■ **Supplied material**:
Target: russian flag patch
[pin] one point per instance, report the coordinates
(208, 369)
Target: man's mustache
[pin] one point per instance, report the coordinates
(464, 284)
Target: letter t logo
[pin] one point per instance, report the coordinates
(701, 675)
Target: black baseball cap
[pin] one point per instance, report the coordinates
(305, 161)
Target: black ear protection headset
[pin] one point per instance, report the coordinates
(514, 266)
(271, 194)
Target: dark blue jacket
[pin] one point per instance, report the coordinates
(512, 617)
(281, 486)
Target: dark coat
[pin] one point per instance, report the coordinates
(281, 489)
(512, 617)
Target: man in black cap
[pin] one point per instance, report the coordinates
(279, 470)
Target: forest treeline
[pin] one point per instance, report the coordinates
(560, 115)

...

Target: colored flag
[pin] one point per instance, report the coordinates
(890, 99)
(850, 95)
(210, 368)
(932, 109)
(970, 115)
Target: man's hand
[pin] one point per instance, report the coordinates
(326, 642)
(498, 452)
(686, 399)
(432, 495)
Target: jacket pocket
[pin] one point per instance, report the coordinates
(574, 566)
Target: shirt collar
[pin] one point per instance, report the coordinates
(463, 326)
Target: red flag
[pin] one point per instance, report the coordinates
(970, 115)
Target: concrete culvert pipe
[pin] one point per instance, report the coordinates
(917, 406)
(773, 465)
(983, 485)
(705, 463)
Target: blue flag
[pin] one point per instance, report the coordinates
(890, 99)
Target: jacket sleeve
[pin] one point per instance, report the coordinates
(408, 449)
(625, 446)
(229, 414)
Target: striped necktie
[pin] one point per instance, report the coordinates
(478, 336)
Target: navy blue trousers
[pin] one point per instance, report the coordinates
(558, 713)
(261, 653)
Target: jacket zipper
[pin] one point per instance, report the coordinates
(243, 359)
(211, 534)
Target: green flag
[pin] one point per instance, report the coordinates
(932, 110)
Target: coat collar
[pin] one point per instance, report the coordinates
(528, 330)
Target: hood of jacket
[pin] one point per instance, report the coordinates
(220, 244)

--

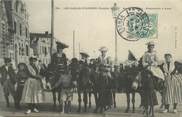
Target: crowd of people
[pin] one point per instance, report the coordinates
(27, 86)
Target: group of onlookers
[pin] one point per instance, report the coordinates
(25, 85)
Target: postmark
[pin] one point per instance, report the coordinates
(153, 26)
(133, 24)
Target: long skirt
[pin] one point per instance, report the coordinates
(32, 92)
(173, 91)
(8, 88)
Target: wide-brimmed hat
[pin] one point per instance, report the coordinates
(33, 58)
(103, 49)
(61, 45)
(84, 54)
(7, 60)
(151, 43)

■ **Stated goal**: Which rows above contain the string "black"? Return each of those rows in full. Case counts.

■ **Result**:
Target: black baseball cap
Target: black ear protection headset
Target: man in black cap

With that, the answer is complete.